* Aim of the task:
Repeat each entry in full, exactly.

________________

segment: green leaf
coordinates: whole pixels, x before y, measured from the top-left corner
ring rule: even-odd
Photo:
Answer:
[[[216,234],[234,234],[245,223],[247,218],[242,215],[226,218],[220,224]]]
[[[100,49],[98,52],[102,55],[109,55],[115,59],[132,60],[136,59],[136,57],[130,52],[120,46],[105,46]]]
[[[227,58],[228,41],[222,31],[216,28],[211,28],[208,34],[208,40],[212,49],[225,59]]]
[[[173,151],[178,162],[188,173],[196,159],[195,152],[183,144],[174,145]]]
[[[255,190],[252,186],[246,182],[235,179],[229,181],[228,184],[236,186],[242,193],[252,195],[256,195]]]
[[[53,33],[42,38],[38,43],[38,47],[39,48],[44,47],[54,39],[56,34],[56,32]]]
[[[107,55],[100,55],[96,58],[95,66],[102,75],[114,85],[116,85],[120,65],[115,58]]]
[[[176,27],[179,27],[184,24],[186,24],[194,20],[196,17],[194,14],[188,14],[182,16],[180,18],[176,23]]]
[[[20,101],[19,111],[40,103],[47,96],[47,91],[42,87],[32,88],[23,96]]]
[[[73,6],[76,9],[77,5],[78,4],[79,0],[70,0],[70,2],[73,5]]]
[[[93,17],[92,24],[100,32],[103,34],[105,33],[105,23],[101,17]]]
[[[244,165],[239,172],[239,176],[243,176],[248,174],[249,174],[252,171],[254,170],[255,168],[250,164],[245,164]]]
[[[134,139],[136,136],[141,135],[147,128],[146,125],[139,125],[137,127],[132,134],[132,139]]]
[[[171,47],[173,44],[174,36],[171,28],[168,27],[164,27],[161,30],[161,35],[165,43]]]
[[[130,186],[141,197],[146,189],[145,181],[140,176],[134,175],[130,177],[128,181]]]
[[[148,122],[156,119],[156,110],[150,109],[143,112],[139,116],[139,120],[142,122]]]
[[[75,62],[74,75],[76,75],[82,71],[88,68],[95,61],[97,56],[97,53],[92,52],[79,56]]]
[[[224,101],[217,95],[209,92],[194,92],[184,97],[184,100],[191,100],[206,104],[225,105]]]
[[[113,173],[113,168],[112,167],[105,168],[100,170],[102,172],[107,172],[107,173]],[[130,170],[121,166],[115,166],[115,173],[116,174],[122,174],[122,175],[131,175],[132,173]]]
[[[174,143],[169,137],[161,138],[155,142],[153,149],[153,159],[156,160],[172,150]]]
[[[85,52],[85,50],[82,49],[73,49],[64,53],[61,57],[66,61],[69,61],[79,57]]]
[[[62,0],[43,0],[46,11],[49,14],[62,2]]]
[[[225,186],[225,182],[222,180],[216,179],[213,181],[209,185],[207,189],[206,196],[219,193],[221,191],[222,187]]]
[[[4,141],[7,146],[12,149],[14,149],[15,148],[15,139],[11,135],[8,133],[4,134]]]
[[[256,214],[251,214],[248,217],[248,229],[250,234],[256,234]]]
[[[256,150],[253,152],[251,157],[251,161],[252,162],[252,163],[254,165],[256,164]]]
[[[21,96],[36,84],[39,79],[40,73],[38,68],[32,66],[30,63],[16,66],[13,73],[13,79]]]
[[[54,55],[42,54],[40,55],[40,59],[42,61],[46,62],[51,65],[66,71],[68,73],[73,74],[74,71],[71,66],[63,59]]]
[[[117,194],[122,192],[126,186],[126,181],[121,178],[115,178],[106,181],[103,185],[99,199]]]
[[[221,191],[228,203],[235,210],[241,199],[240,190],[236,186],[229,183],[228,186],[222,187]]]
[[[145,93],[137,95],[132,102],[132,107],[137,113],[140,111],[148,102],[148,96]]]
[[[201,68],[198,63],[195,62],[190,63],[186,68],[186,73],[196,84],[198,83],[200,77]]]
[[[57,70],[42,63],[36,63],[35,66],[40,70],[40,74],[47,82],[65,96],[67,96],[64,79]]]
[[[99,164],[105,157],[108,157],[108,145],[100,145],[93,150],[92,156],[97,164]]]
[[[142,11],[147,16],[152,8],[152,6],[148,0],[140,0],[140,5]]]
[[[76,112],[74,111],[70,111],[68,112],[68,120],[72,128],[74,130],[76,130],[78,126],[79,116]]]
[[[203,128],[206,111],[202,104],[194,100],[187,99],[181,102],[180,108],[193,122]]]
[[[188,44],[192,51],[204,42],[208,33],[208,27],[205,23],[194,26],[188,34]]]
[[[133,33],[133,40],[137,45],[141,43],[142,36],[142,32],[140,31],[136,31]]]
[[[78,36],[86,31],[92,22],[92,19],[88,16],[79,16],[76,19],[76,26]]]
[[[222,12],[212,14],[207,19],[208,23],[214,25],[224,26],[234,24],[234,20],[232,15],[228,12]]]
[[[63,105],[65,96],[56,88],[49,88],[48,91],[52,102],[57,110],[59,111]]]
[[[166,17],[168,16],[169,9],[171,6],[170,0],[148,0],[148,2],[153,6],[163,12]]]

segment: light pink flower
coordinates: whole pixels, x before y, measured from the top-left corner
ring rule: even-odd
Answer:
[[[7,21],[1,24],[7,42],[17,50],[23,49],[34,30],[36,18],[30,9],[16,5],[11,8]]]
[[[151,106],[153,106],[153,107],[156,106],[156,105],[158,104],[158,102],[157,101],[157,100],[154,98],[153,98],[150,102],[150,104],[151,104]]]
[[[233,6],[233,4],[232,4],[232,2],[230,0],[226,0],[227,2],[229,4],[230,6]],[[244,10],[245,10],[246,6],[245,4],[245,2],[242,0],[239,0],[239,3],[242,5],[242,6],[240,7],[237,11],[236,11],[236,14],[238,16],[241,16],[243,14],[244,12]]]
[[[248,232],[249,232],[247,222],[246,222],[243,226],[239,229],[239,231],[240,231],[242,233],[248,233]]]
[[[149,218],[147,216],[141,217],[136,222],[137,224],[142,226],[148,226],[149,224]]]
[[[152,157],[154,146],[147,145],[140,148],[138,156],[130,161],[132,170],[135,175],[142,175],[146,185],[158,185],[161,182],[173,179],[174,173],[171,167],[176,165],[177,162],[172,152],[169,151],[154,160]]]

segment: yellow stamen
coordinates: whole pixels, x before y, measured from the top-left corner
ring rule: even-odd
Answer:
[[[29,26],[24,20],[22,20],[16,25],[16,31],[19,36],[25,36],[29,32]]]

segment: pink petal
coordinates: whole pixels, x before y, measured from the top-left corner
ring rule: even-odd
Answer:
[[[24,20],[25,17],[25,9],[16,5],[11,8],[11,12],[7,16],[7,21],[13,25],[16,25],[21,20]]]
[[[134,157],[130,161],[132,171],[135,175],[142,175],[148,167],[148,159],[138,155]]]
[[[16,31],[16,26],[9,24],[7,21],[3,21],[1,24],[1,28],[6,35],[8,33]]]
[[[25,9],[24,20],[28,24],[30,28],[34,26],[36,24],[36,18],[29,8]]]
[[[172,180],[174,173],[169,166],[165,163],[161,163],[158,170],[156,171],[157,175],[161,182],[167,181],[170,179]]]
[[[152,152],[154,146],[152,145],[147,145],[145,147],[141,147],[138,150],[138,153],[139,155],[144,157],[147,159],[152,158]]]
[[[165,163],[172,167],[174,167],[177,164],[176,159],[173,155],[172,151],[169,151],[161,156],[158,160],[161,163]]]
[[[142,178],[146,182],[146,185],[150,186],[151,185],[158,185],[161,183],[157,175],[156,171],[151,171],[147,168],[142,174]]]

________________

* Exercise response:
segment: green leaf
coordinates: whole pixels, x before y, measured from the top-left corner
ring rule: even-odd
Photo:
Answer:
[[[216,234],[234,234],[245,223],[247,218],[242,215],[226,218],[220,224]]]
[[[100,49],[98,52],[102,55],[109,55],[115,59],[132,60],[136,59],[136,57],[130,52],[120,46],[105,46]]]
[[[227,58],[228,41],[222,31],[216,28],[211,28],[208,34],[208,40],[212,49],[225,59]]]
[[[173,151],[178,162],[188,173],[196,159],[195,152],[183,144],[174,145]]]
[[[255,190],[252,186],[246,182],[235,179],[229,181],[228,184],[236,186],[242,193],[252,195],[256,195]]]
[[[53,33],[42,38],[38,43],[38,47],[39,48],[44,47],[54,39],[56,34],[56,32]]]
[[[107,55],[100,55],[96,58],[95,66],[102,75],[114,85],[116,85],[120,65],[115,58]]]
[[[176,27],[179,27],[184,24],[186,24],[194,20],[196,17],[194,14],[188,14],[182,16],[180,18],[176,23]]]
[[[20,101],[19,111],[40,103],[47,96],[47,91],[42,87],[32,88],[23,96]]]
[[[73,6],[76,9],[77,5],[78,4],[79,0],[70,0],[70,2],[73,5]]]
[[[93,17],[92,24],[100,32],[103,34],[105,33],[105,23],[101,17]]]
[[[244,165],[239,172],[239,176],[243,176],[248,174],[249,174],[252,171],[254,170],[255,168],[250,164],[245,164]]]
[[[134,139],[136,136],[141,135],[147,128],[146,125],[139,125],[137,127],[132,134],[132,139]]]
[[[171,47],[173,44],[174,36],[171,28],[168,27],[164,27],[161,30],[161,35],[165,43]]]
[[[130,186],[141,197],[146,189],[145,181],[140,176],[134,175],[130,177],[128,181]]]
[[[148,122],[156,119],[156,110],[150,109],[143,112],[139,116],[139,120],[142,122]]]
[[[75,62],[74,75],[76,75],[82,71],[88,68],[95,61],[97,56],[97,53],[92,52],[79,56]]]
[[[224,101],[217,95],[209,92],[194,92],[184,97],[184,100],[191,100],[206,104],[225,105]]]
[[[113,173],[113,168],[112,167],[105,168],[100,170],[102,172],[107,172],[107,173]],[[130,170],[121,166],[115,166],[115,173],[116,174],[122,174],[122,175],[131,175],[132,173]]]
[[[174,143],[169,137],[161,138],[155,142],[153,149],[153,159],[156,160],[172,150]]]
[[[85,52],[85,50],[82,49],[73,49],[64,53],[61,57],[66,61],[69,61],[79,57]]]
[[[62,0],[43,0],[46,11],[49,14],[62,2]]]
[[[225,186],[225,182],[222,180],[216,179],[213,181],[209,185],[207,189],[206,196],[219,193],[221,191],[222,187]]]
[[[4,141],[7,146],[12,149],[14,149],[15,148],[15,139],[11,135],[8,133],[4,134]]]
[[[256,214],[251,214],[248,217],[248,229],[250,234],[256,234]]]
[[[256,150],[253,152],[251,157],[251,161],[252,162],[252,163],[254,165],[256,164]]]
[[[21,96],[36,84],[39,79],[40,73],[38,68],[32,66],[30,63],[16,66],[13,73],[13,79]]]
[[[54,55],[42,54],[40,55],[40,59],[42,61],[46,62],[51,65],[66,71],[68,73],[73,74],[74,71],[71,66],[63,59]]]
[[[117,194],[122,192],[126,186],[126,181],[121,178],[115,178],[106,181],[103,185],[99,199]]]
[[[221,191],[228,203],[235,210],[241,199],[240,190],[236,186],[229,183],[228,186],[222,187]]]
[[[145,93],[137,95],[132,102],[132,107],[137,113],[140,111],[148,102],[148,96]]]
[[[201,68],[198,63],[195,62],[190,63],[186,68],[186,73],[196,84],[198,83],[200,77]]]
[[[57,70],[42,63],[36,63],[35,66],[40,70],[40,74],[47,82],[65,96],[67,96],[64,79]]]
[[[99,164],[105,157],[108,157],[108,145],[100,145],[93,150],[92,156],[97,164]]]
[[[142,11],[147,16],[152,8],[152,6],[148,0],[140,0],[140,5]]]
[[[76,112],[74,111],[70,111],[68,112],[68,120],[72,128],[74,130],[76,130],[78,126],[79,116]]]
[[[203,128],[206,111],[202,104],[194,100],[187,99],[181,102],[180,108],[193,122]]]
[[[188,44],[192,51],[204,42],[208,33],[208,27],[205,23],[194,26],[188,34]]]
[[[133,33],[133,40],[137,45],[141,43],[142,36],[142,32],[140,31],[136,31]]]
[[[78,36],[86,31],[92,22],[92,19],[88,16],[79,16],[76,19],[76,26]]]
[[[222,12],[212,14],[207,19],[208,23],[214,25],[224,26],[234,24],[234,20],[232,15],[228,12]]]
[[[63,105],[65,96],[56,88],[49,88],[48,91],[52,102],[57,110],[59,111]]]
[[[166,17],[168,16],[169,9],[171,6],[170,0],[148,0],[148,2],[153,6],[163,12]]]

segment: light pink flower
coordinates: whole pixels, x before y, measured from the top-left corner
ring rule: even-odd
Answer:
[[[7,21],[1,24],[7,42],[17,50],[23,49],[34,30],[36,18],[30,9],[16,5],[11,8]]]
[[[151,106],[153,106],[153,107],[156,106],[156,105],[158,104],[158,102],[157,101],[157,100],[154,98],[153,98],[150,102],[150,104],[151,104]]]
[[[233,6],[233,4],[232,4],[232,2],[230,0],[226,0],[227,2],[229,4],[230,6]],[[244,10],[245,10],[246,6],[245,4],[245,2],[242,0],[239,0],[239,3],[242,5],[242,6],[240,7],[237,11],[236,11],[236,14],[238,16],[241,16],[243,14],[244,12]]]
[[[248,232],[249,232],[247,222],[246,222],[243,226],[239,229],[239,231],[240,231],[242,233],[248,233]]]
[[[149,218],[147,216],[141,217],[136,222],[137,224],[142,226],[148,226],[149,224]]]
[[[152,157],[154,146],[147,145],[140,148],[138,156],[130,161],[132,170],[135,175],[142,175],[146,185],[158,185],[161,182],[173,179],[174,173],[171,167],[176,165],[177,162],[172,152],[169,151],[154,160]]]

segment: yellow stamen
coordinates: whole pixels, x before y, measured from the top-left corner
ring rule: even-odd
Answer:
[[[29,26],[24,20],[22,20],[16,25],[16,31],[19,36],[25,36],[29,32]]]

segment: pink petal
coordinates: whole pixels, x before y, measured from the top-left corner
ring rule: even-odd
Answer:
[[[24,20],[25,17],[25,9],[16,5],[11,8],[11,12],[7,16],[7,21],[13,25],[16,25],[21,20]]]
[[[134,157],[130,161],[132,171],[135,175],[142,175],[148,167],[148,159],[138,155]]]
[[[16,31],[16,26],[9,24],[7,21],[3,21],[1,24],[1,28],[6,35],[8,33]]]
[[[25,9],[24,20],[28,24],[30,28],[34,26],[36,24],[36,18],[29,8]]]
[[[172,180],[174,173],[169,166],[165,163],[161,163],[158,170],[156,171],[157,175],[161,182],[167,181],[170,179]]]
[[[152,152],[154,146],[152,145],[147,145],[145,147],[141,147],[138,150],[138,153],[139,155],[144,157],[147,159],[152,158]]]
[[[165,163],[172,167],[174,167],[177,164],[176,159],[173,155],[172,151],[169,151],[161,156],[158,160],[161,163]]]
[[[142,178],[146,182],[146,185],[150,186],[151,185],[158,185],[161,183],[157,175],[156,171],[151,171],[147,168],[142,174]]]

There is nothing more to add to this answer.